## WRITTEN INSTRUCTION
Update the entries from the line containing "Task: locate the dark console" through the line containing "[(150, 241)]". Reproduce those lines with "dark console table" replaced by "walnut sideboard" and everything else unchanged.

------ INPUT ROWS

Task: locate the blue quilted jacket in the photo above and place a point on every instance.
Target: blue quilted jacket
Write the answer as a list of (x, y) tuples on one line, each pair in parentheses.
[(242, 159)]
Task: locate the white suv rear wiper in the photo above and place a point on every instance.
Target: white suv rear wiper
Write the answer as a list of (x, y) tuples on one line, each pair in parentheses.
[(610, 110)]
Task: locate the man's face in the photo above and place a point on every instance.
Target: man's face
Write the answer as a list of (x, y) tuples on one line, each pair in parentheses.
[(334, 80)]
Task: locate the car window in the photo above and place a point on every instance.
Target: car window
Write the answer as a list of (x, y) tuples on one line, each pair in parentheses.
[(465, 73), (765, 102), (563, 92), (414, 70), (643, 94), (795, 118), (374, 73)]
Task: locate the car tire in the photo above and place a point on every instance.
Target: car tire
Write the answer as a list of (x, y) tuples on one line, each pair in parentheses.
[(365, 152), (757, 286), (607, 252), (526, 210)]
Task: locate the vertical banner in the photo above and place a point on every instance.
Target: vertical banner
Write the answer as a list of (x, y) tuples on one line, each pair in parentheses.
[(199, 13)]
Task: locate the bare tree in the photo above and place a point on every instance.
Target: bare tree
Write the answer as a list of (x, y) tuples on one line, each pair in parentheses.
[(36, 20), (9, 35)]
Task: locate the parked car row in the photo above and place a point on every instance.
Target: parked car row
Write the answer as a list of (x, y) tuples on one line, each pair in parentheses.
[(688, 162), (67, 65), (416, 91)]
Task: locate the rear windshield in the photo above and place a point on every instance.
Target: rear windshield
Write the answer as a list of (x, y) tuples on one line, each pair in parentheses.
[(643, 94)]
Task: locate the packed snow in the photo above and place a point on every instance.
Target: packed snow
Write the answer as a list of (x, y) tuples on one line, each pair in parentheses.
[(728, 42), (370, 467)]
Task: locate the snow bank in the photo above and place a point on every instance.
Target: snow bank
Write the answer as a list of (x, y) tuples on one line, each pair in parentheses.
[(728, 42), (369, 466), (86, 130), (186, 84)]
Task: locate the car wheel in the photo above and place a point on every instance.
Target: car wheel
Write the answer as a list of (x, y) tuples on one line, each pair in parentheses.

------------
------ INPUT ROWS

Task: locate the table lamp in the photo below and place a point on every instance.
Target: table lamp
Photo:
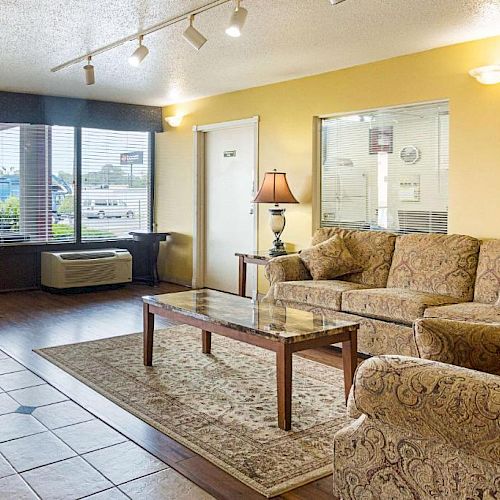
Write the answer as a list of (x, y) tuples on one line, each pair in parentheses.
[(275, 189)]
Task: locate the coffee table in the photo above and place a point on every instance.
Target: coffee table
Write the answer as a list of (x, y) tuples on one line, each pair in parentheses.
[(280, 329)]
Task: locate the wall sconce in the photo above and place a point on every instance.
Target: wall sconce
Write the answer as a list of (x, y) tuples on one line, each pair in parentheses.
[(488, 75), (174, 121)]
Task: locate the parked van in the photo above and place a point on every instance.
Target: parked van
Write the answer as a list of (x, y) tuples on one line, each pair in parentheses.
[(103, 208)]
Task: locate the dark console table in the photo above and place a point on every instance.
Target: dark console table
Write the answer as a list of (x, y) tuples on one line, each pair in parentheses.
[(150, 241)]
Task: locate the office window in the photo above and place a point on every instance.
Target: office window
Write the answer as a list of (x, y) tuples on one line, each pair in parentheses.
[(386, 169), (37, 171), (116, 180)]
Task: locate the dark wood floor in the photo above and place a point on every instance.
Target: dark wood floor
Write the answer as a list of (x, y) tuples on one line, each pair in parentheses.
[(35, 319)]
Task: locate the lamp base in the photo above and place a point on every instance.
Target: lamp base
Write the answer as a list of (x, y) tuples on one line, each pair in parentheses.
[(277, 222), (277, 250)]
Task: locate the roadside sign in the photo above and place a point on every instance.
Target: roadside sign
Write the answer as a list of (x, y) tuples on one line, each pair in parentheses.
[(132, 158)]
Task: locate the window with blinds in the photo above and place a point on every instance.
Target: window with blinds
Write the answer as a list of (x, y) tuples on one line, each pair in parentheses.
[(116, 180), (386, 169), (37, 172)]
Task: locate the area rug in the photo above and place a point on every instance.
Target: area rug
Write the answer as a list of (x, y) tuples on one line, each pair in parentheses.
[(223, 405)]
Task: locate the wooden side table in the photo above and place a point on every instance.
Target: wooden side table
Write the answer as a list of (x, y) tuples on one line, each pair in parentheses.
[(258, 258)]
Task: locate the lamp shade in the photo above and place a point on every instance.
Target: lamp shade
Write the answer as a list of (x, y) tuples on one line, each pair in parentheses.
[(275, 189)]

------------
------ INPUT ROWS

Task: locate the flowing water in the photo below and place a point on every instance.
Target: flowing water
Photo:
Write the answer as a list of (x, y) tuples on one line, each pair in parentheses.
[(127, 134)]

------------

## RESULT OF THE TASK
Task: locate the walnut sideboard in the photo above and place a point on every instance.
Target: walnut sideboard
Write the answer as a list of (x, y) tuples on one line, each pair in parentheses.
[(150, 241)]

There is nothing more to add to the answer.